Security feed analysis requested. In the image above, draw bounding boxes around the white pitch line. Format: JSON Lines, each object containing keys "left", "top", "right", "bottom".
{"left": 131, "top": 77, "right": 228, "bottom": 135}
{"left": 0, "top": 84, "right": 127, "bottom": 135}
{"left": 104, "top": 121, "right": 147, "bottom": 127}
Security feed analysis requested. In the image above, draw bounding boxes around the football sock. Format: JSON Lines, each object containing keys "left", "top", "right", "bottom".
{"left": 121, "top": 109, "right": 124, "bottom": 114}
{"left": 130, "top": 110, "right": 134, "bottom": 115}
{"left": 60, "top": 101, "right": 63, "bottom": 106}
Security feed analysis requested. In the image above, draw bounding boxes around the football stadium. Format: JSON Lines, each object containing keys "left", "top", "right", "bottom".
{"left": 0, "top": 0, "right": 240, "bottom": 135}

────────────────────

■ Activity ■
Output only the lines from the one with "the football stadium." through the last line of the entries above; please keep them exact.

■ Result of the exercise ■
Security feed analysis requested. In the image above, draw bounding boxes around the football stadium. Format: JSON Lines, each object containing keys "left", "top", "right", "bottom".
{"left": 0, "top": 0, "right": 240, "bottom": 135}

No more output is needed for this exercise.